* **Records for the task**
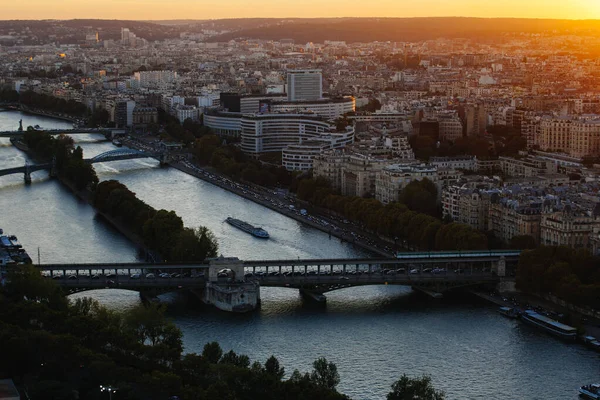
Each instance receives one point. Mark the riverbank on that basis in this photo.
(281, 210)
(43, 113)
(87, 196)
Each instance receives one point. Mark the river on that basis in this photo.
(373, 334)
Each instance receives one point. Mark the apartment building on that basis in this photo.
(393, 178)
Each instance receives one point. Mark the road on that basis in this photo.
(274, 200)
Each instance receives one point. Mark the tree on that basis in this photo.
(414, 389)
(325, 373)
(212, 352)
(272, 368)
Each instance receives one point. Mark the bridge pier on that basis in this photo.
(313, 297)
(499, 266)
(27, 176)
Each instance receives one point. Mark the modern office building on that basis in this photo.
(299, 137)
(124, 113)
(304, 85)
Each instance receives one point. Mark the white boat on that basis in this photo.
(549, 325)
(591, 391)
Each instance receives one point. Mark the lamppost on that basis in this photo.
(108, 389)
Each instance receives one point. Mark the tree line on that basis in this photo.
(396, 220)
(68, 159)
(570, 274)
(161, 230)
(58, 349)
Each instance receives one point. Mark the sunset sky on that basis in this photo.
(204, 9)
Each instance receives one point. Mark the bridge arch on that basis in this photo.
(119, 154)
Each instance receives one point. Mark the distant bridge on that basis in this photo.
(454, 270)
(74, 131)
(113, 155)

* **Exercise objective**
An exact copy of every entry, without pictures, should be your output.

* **Answer space**
Each instance receives one point. Mark the riverbank on that basis in this photo.
(281, 210)
(43, 113)
(87, 196)
Each instance receives one point. Mark the river on that basis in this photo.
(373, 334)
Each instance receives one point. Mark the apartment building on that basis in this photo.
(393, 178)
Each instance receives one point. Mark the road on that basis in this photo.
(274, 200)
Each instance receives one point. Mark the tree on that basis in this photo.
(414, 389)
(325, 373)
(212, 352)
(272, 368)
Each instance receives one point. Mark the bridge pier on that basis in this photo.
(313, 297)
(499, 266)
(27, 176)
Each instance receives one point. Mark the modern office building on that basis in this photo.
(299, 137)
(124, 113)
(304, 85)
Each instance receives one point. Mark the white boat on that basis in this photo.
(549, 325)
(591, 391)
Each instance receives one point. Mark the lamppost on that basis in this photo.
(108, 389)
Each instance receives one point. Mark the tree line on that basis in this photo.
(396, 220)
(68, 159)
(570, 274)
(161, 230)
(58, 349)
Each instance receives one point. Mark the sunset sky on that basis in this photo.
(204, 9)
Each instance receives one point. Mark the bridge arch on that basis in this photo.
(119, 154)
Each instance receives one point. Mark the distant bridge on that basis in this photo.
(454, 270)
(74, 131)
(113, 155)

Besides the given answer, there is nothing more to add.